### [Instruções da tarefa]
Segundo o texto sobre Jean-Pierre Melville, qual era o verdadeiro nome do cineasta?

### [Texto para ler]
+ + + +

BIO-FILMO: JEAN-PIERRE MELVILLE



Nascido em Paris, França, a 20 de Outubro de 1917
Falecido em Paris, França, a 2 de Agosto de 1973
  
Cineasta da ambiguidade, Jean-Pierre Melville, cujo verdadeiro nome é Jean-Pierre Grumbach - Melville é uma homenagem ao autor de Moby Dick  -, nasceu em Paris em 20 de Outubro de 1917. Desde muito jovem teve oportunidade de fazer cinema em 8 mm, e, quando em 1937 decidiu dedicar-se a ele profissionalmente, tinha acumulado já uma útil experiência no campo da imagem. Entu­siasmado pelo cinema norte-americano, admirador dos cineastas clássicos que «sabem contar uma his­tória», Melville configura assim a sua qualidade de excelente técnico interessado na narrativa tradi­cional. Mobilizado em 1937, até 1945 não pôde exte­riorizar a sério a sua inclinação cinematográfica. Mas, devido às suas ideias políticas pró-nazis, teve problemas frente ao Sindicato de Técnicos Cinema­tográficos, num momento de ardente patriotismo pós-bélico, situação que o obrigou a agir por sua conta e a fundar a sua própria produtora: isto valeu­-lhe, mais tarde, o qualificativo de primeiro “autor” da cinematografia francesa, ao converter-se em pro­dutor, realizador e argumentista dos seus filmes.
Os três primeiros tiveram, no entanto, textos alheios como base literária: Le silence de la mer” (1949), de Vercors, Les enfants terribles” (1950), de Cocteau (a instâncias do próprio Cocteau, entu­siasmado pela versão que Melville fez do romance de Vercors) e Quand tu liras cette lettre” (1953), de Deval. É a partir da sua quarta película, Bob, le fiambeur” (1956), que inicia decididamente a descri­ção do seu mundo próprio: personagens marginais, que vivem de noite; seres desenraizados nos quais não reside a possibilidade do amor, mas sim a de uma amizade, geralmente não confessada, que se expressa violentamente num dado momento; ho­mens que vivem sem esperança, buscando a morte como única solução para o absurdo de viver. Melville será, em certa medida, o poeta da re­pressão, expressa em sentimentos não formulados, em relações não desenvolvidas que se ficam num olhar sugestivo, em homens abandonados que só através de uma forma qualquer de violência conse­guem sentir-se vivos...

+ + + +

Dados extraídos de uma coleção:

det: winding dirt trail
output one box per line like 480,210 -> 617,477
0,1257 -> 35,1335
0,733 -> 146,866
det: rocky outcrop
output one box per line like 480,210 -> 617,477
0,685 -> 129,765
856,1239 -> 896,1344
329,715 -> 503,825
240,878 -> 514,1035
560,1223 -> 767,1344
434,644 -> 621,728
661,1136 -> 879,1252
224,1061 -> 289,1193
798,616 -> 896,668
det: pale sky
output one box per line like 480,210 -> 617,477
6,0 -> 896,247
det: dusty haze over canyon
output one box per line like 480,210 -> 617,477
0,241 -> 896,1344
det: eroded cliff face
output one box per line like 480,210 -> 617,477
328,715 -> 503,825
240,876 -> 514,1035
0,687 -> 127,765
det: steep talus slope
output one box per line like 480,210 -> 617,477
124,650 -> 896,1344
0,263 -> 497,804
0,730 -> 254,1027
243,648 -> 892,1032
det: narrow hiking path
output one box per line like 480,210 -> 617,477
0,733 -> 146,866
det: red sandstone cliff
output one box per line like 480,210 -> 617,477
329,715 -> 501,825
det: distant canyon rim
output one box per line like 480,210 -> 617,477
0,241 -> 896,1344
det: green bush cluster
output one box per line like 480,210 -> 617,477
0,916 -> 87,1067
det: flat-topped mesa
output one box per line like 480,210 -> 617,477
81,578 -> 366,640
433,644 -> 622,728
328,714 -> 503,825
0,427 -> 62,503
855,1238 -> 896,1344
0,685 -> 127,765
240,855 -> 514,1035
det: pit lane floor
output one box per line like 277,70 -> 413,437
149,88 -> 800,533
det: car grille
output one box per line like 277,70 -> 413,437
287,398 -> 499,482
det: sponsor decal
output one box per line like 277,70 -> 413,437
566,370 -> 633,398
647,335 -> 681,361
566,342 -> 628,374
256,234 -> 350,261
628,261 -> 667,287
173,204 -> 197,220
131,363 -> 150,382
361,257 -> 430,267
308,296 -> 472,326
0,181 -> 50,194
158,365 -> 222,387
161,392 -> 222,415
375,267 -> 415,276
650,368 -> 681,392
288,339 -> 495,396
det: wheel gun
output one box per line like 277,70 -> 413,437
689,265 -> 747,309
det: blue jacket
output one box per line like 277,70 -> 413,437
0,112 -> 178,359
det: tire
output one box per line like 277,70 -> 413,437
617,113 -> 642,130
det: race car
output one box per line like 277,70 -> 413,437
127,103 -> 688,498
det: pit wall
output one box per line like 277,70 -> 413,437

+ + + +

### [Solução do exercício]
Jean-Pierre Grumbach.